Dataset entries
--- START ---

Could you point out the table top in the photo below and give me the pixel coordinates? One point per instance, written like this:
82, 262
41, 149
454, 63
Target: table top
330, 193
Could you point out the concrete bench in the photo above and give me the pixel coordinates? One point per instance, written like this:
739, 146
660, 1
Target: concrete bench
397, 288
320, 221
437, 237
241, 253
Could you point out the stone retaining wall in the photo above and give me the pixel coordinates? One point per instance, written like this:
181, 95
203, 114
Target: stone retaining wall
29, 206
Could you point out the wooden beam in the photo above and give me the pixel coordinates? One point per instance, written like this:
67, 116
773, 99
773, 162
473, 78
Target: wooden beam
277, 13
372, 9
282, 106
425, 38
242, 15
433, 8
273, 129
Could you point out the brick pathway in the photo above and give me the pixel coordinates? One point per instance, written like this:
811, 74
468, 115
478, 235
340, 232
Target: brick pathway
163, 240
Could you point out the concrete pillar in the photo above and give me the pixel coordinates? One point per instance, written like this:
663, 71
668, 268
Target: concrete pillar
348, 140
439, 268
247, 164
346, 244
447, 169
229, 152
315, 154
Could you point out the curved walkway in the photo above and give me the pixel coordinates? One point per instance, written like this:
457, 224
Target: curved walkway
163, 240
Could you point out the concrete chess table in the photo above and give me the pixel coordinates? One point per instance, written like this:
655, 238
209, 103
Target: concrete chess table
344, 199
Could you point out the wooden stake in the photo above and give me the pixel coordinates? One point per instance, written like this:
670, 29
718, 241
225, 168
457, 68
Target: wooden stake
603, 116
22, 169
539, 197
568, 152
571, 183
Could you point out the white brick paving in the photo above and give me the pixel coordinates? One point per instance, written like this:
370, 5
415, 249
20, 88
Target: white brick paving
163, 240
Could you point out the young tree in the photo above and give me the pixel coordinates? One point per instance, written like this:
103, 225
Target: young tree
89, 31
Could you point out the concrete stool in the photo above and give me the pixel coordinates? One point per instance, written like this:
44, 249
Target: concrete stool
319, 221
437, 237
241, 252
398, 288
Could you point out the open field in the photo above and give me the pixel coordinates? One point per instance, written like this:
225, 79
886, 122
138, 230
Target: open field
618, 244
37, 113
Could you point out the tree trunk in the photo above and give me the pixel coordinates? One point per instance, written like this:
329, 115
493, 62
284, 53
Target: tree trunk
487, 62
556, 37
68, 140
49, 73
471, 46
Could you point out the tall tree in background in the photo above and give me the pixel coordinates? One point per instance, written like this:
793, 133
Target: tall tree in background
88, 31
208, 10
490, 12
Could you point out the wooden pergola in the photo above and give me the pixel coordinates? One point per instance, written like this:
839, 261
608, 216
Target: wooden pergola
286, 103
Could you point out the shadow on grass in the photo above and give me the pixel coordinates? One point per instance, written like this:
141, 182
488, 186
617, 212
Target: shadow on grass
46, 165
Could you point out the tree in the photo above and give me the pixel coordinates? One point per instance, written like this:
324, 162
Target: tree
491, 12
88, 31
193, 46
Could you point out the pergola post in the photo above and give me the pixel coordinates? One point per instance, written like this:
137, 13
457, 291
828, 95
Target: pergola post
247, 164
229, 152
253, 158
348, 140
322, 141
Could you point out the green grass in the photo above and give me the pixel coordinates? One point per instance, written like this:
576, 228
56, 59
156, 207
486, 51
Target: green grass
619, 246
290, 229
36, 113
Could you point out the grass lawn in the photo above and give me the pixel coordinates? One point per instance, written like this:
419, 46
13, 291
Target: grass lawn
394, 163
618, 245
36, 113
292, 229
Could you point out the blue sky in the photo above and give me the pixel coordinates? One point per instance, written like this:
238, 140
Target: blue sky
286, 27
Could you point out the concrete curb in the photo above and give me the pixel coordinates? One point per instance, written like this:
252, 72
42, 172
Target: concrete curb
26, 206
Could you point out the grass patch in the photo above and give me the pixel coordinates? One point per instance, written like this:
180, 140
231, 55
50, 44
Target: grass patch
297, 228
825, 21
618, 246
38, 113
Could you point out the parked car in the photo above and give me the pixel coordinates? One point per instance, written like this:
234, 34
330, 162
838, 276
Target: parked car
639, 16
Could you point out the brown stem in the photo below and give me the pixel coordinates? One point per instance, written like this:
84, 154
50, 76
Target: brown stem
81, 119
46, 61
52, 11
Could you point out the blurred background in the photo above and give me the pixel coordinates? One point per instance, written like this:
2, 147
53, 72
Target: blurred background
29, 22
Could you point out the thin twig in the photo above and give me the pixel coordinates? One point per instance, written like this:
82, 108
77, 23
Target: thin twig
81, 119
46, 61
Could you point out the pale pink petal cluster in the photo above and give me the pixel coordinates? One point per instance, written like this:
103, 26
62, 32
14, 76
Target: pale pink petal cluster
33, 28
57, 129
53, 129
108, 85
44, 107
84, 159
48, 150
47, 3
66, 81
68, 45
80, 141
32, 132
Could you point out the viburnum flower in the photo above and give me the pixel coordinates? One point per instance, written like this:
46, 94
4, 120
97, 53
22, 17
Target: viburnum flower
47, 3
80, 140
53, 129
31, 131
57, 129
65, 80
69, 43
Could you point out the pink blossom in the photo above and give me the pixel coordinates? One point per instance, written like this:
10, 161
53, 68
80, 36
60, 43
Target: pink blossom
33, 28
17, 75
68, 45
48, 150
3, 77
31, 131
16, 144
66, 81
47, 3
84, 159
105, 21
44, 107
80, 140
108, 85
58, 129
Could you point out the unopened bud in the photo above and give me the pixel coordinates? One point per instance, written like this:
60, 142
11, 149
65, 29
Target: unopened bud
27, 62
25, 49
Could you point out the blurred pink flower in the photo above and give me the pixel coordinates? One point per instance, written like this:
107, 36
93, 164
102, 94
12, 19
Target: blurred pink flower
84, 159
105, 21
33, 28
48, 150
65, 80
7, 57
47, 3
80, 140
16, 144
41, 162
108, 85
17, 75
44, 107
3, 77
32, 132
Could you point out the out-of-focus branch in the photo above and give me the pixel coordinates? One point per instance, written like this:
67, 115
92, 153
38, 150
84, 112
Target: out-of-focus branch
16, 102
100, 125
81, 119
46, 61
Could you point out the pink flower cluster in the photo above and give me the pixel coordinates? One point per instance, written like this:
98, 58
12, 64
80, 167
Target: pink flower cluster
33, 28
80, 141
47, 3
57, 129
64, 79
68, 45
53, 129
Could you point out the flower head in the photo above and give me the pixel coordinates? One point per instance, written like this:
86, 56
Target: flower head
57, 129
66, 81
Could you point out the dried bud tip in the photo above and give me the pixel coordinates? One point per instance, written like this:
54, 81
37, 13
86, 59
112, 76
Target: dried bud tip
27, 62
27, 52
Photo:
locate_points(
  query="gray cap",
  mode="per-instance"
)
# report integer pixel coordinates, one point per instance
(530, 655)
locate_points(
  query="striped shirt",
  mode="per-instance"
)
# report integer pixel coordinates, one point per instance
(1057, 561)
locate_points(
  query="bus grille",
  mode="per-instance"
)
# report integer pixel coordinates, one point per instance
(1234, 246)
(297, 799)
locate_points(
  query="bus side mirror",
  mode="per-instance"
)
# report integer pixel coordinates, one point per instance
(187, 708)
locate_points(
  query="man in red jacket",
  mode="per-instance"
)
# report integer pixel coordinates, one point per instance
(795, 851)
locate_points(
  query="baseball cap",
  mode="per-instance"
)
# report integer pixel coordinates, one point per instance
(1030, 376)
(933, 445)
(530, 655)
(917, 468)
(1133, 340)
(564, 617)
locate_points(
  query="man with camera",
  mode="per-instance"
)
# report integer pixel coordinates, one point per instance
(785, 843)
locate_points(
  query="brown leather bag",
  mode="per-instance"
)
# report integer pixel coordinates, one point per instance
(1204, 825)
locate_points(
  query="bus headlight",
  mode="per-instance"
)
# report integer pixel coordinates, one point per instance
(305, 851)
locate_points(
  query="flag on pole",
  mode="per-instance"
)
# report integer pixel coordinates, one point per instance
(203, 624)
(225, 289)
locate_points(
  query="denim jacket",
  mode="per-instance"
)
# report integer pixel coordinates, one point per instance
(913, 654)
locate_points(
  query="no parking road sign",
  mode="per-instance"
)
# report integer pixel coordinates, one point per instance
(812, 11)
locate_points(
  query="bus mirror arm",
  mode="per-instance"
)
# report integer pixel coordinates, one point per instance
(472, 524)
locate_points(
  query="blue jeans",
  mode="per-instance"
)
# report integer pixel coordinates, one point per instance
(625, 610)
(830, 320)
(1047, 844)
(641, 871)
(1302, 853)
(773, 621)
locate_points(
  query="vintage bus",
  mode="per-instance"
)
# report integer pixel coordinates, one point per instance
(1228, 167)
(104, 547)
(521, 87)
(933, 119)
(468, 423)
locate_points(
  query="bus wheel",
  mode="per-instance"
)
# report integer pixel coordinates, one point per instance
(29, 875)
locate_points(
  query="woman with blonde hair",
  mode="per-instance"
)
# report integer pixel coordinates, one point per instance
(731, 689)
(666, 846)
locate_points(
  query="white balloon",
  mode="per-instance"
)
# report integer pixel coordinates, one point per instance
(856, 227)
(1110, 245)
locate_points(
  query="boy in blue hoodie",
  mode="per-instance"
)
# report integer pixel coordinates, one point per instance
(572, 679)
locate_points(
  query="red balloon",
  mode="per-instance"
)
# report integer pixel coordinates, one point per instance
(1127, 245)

--- END ---

== Work request ==
Find each line above that contains "jacket", and copy those lines.

== Written answer ==
  query="man in red jacket",
  query="denim jacket",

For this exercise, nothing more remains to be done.